╭─ TEXT

Is performing a quantile regression different than using slope interaction dummies?

Question

Just becoming introduced to the concept of quantile regression. It seems rather useful, but I'm not sure if I completely understand the concept yet.

Does a quantreg essentially set slope interaction dummies for .25, .5, .75, .1 or whatever chosen percentiles?

A common demonstration I see is:

and it appears that the same effect could be achieved through slope interaction (and possibly intercept interaction) dummies. Am I way off base here?

Answer 1

The red, green, and light blue lines on your plot each could exist on its own. Linear regression tries to find a line through the middle of the data (loosely speaking). A quantile regression at quantile 0.9 tries to find a line that hugs the top 10% of the data (again, loosely speaking). There is nothing going on with an interaction term. I think you're thinking of a regression like $y = \beta_0 + \beta_1x_1 + \beta_2x_2 + \beta_3 x_1x_2$ for a continuous $x_1$ and a categorical $x_2$, which is a separate idea. In fact, you can apply quantile regression to such predictors just like you can apply OLS!

I see what you mean about how the regression lines get twisted to a different slope for different groups, which happens in the linear regression equation I gave. However, quantile regression is a separate idea that's all but unrelated.

Answer 2

You can sort of get the same result with a dummy variable. But, it is not very straightforward. (it involves a parameter which needs to be adjusted and is not known beforehand)

Regular quantile regression by optimizing an asymmetric L1-norm

Note that quantile regression is normally done by optimizing an asymmetric L1-norm of the residuals $r_i = \hat{y}_i-y_i$. For the $q$-th quantile you minimize

$$\text{Loss function} = \sum_{\text{all points $i$}} c_i \text{abs}(r_i) $$

where $c_i = q$ for positive residuals and $c_i = 100-q$ for negative residuals, which makes the L1-norm asymmetric.

This asymmetry has the following effect for the minimum of the loss function:

• If there are a q% points below the regression line and 100-q% above the regression line, then moving the line up will reduce 100-q% residuals above the regression line with weight $c_i=q$ and increase q% residuals below the regression line with weight $c_i=100-q$ (those two effects cancel each other, you can't improve the norm, thus you found a minimum, or at least a point where the slope of the change of the norm is zero);

  thus the effect is that optimizing this L1-norm is finding the quantile $q$. See also: https://math.stackexchange.com/questions/699685/proof-that-a-median-minimizes-1-norm

• In this image, you might see it intuitively. Say you look for the 30% quantile of these 11 points (I took rnorm(11,0,1) with set.seed(1)). Then this line is at the 4th point. Notice that shifting the line will decrease/increase the residuals of 3/7 points below/above the line (or left/right in the image) and these effects will cancel when the residuals have weights 7/3.

╰─
╭─ DATA SEGMENT

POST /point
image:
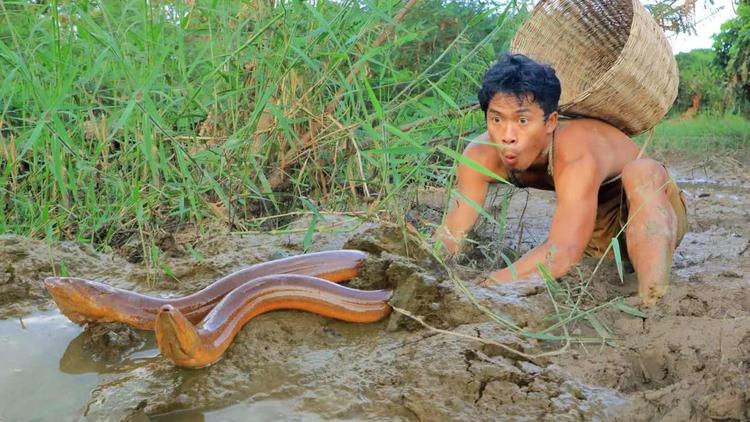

╰─

> **TASK 1**
From the quantile regression thread, write out the passage between "A common demonstration" and "off base here?", inclusive.
> **TASK 2**
Answer these questions about the quantile regression thread:
(a) According to Answer 1, what portion of the data does a quantile regression at quantile 0.9 try to hug?
(b) In Answer 2, what value does $c_i$ take for negative residuals?
(c) How many points are in the example that Answer 2 uses to find the 30% quantile?

> **COMPLETE ANSWER 1**
A common demonstration I see is:

and it appears that the same effect could be achieved through slope interaction (and possibly intercept interaction) dummies. Am I way off base here?

> **COMPLETE ANSWER 2**
(a) The top 10% of the data.
(b) $100-q$.
(c) 11 points.